**SUPPLIED INFORMATION:**
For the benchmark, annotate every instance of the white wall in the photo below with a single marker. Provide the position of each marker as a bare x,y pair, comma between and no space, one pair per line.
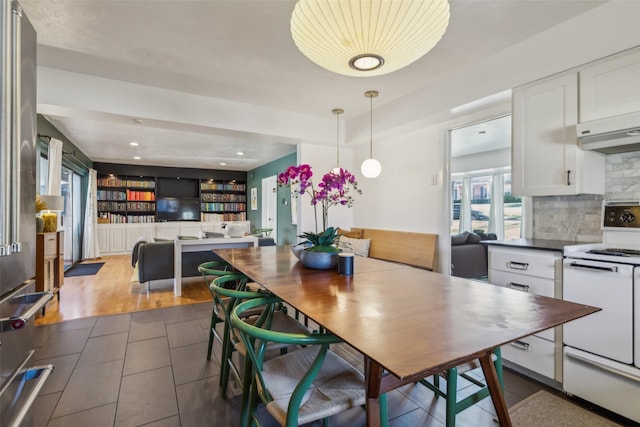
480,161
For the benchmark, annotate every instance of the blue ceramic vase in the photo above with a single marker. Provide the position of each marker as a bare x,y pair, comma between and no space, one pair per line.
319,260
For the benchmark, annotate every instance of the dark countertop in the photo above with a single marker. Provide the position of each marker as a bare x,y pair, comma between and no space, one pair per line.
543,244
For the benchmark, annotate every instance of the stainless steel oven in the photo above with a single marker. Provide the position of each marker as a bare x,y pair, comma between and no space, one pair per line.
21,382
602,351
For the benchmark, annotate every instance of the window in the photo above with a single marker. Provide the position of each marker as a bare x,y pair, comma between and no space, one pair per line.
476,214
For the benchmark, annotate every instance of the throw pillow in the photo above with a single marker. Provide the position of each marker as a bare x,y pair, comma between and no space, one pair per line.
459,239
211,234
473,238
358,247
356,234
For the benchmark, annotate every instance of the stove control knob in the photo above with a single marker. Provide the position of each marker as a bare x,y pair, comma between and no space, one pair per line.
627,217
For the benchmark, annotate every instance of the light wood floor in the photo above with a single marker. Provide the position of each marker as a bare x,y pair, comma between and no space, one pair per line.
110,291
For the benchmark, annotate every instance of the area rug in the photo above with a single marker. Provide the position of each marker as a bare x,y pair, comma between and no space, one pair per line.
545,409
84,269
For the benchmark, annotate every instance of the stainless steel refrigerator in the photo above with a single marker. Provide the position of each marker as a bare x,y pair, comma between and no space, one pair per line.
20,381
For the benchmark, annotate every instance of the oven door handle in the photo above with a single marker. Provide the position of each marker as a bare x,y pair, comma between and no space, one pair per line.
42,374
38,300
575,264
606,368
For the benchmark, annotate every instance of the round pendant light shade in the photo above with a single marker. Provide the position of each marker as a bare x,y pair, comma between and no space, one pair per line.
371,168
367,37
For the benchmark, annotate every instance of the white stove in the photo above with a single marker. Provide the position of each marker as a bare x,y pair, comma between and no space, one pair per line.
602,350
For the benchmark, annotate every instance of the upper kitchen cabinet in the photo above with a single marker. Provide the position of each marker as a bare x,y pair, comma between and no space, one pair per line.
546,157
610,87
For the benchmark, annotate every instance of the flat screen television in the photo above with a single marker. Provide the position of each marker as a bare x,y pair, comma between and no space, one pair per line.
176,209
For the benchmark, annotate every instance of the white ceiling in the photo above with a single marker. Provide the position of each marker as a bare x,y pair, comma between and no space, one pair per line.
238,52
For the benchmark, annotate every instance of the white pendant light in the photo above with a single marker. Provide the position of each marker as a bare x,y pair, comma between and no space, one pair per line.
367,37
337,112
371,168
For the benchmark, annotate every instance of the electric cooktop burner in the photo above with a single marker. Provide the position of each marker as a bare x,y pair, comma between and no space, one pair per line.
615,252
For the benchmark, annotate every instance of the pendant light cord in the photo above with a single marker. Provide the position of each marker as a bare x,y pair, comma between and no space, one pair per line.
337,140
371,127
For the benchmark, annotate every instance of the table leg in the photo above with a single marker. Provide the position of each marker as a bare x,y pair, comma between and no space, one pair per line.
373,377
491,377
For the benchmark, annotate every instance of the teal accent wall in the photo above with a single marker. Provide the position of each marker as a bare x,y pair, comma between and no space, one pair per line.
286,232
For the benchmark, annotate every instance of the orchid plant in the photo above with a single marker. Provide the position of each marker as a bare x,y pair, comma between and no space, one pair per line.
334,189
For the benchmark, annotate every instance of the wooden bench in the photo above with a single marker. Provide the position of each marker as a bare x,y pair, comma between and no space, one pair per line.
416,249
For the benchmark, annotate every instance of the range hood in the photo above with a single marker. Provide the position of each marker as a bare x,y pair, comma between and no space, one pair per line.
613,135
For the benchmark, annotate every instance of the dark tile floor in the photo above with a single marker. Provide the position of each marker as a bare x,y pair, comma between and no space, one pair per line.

**SHORT PROBLEM:**
Rewrite only the lines of the material above that run from the line containing "For the benchmark, annotate every instance of the range" through the end of the material, keeping every request line unchanged. Multiply each point coordinate in the answers by 2.3 and round it to a whole number, with halves rounded up.

**TASK SOLUTION:**
For the benchmark, annotate every instance of the range hood in the photo above with a single marker. Provide the position of each marker as a bare x,y pair, comma between and no space, one pair per line.
1410,311
For the benchmark, annotate every instance of the dark tile floor in the photo above with a single marker. Provide the position of each marker as a bare x,y pair, comma between and no space, one pair per line.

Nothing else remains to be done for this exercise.